### [GIVEN INSTRUCTION]
Which lines in the entries below contain the string "grilled"? Find and copy each of them, treating uppercase and lowercase as different.

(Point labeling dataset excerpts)
>> Begin

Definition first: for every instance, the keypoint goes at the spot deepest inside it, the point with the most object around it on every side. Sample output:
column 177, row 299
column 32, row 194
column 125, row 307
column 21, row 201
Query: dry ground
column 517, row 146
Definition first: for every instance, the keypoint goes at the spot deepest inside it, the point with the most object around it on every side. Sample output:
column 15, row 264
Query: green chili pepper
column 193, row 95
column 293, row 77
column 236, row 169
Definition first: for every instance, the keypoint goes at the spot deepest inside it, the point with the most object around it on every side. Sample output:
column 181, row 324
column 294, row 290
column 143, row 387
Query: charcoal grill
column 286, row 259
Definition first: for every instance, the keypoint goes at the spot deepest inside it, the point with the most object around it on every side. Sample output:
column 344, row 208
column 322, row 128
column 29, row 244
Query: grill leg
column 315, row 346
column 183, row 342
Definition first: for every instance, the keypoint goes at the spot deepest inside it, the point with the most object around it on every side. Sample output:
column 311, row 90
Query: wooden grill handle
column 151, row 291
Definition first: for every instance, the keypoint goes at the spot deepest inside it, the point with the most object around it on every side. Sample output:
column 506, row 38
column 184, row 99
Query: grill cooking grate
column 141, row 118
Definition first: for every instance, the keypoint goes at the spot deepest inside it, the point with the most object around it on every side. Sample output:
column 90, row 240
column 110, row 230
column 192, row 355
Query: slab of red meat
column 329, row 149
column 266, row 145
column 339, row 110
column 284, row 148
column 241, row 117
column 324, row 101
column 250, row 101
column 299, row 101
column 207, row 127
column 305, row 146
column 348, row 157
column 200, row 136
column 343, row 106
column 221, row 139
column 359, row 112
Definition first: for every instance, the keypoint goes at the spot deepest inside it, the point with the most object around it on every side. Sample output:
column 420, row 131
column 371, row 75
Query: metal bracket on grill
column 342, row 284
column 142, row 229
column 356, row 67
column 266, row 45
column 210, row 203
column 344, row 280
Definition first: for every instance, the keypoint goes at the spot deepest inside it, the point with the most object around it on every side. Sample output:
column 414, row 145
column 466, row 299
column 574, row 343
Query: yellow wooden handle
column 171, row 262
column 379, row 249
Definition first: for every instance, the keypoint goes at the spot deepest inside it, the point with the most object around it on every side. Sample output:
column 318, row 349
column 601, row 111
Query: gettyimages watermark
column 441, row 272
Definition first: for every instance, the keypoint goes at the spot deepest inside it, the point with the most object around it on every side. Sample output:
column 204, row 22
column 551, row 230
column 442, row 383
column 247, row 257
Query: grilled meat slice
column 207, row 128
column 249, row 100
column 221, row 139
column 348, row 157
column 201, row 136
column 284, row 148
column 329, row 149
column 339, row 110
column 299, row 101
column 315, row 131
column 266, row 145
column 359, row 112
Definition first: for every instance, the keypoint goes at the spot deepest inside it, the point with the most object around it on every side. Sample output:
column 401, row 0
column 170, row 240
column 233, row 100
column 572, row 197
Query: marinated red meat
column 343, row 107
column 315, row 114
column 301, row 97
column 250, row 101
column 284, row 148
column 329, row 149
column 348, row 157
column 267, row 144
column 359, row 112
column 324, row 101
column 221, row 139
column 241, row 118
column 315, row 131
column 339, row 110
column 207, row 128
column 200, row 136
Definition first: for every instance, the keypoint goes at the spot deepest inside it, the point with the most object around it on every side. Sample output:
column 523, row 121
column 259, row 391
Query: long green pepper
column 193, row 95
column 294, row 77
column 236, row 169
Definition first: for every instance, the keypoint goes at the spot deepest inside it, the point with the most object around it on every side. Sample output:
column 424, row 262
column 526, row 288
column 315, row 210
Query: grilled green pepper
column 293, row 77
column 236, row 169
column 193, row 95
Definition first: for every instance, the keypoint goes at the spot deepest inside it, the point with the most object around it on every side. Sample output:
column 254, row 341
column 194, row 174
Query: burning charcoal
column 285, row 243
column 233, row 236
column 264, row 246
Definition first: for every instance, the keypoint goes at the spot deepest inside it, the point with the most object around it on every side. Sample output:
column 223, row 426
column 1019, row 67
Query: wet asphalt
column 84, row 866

>> End
>> Begin

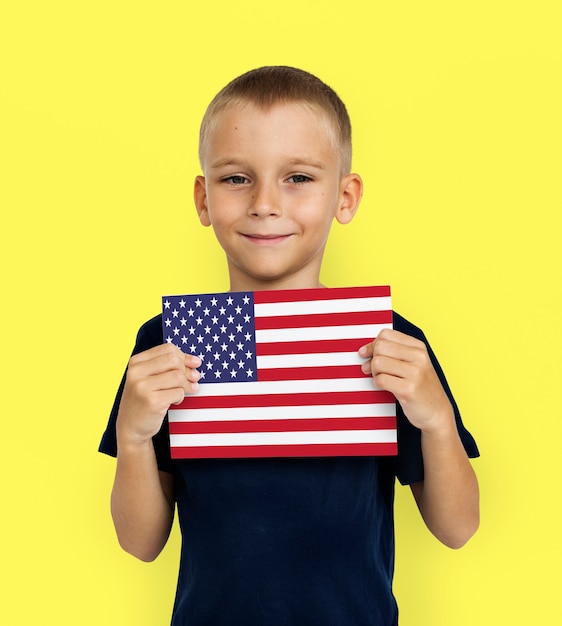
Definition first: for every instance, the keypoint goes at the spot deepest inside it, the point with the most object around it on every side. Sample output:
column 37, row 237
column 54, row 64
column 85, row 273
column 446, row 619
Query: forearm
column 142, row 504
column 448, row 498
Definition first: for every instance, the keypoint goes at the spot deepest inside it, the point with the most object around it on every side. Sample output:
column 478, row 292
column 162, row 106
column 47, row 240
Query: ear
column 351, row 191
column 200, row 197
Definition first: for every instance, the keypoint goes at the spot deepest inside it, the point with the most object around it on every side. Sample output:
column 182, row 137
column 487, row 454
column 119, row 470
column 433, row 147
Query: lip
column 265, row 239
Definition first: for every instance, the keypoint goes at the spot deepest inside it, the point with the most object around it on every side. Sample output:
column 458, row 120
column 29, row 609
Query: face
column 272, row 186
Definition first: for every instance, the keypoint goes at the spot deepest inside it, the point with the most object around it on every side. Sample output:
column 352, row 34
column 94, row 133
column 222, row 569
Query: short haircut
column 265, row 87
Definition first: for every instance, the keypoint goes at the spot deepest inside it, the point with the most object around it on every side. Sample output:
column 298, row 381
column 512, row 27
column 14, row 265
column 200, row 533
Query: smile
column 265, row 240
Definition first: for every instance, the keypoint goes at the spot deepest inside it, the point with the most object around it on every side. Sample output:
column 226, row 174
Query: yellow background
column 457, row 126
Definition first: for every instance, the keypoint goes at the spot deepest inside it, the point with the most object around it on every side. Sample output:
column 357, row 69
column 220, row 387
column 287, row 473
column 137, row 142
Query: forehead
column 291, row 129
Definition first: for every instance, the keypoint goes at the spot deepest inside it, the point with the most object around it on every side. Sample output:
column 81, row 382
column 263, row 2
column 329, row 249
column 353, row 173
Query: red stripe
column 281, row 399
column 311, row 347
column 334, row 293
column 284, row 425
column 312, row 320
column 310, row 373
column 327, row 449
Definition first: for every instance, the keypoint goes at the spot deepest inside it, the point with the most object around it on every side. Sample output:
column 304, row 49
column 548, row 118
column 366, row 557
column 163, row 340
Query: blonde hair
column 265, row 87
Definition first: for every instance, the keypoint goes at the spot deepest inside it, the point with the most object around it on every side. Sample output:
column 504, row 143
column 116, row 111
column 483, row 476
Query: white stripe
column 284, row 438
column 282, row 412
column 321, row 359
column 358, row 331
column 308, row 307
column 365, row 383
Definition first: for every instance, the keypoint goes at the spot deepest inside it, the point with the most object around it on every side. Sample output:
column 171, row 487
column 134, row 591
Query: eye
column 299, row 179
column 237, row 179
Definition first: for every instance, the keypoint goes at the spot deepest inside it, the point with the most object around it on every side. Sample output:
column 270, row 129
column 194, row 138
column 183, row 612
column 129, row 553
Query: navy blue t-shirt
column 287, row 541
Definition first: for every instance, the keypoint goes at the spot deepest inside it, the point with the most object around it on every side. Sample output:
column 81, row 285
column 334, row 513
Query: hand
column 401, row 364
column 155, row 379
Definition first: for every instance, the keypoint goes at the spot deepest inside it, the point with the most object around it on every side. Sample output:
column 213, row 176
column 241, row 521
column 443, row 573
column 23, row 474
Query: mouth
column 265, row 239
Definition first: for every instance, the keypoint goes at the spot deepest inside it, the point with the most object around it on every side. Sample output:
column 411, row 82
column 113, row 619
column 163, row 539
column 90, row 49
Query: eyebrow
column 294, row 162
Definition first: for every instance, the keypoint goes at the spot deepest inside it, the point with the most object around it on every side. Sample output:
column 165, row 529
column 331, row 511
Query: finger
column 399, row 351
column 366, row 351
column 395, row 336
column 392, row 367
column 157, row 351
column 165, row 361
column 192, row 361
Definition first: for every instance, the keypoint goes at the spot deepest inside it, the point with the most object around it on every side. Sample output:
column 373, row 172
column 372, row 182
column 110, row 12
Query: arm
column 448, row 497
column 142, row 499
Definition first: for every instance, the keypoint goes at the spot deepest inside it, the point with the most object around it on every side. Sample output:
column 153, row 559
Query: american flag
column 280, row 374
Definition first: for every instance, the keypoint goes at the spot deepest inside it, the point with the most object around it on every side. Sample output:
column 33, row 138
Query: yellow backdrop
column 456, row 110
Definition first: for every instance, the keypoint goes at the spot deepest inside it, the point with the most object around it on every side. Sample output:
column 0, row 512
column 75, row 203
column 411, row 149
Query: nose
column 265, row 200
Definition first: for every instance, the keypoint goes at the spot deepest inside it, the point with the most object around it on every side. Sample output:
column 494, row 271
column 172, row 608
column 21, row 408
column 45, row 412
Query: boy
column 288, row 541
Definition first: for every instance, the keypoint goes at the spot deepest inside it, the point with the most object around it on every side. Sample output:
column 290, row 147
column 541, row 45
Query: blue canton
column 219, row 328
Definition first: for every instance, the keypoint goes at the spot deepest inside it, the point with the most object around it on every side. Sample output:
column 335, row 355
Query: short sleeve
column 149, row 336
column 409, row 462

>> End

### [CORRECT OUTPUT]
Query: grilled meat slice
Query: grilled green pepper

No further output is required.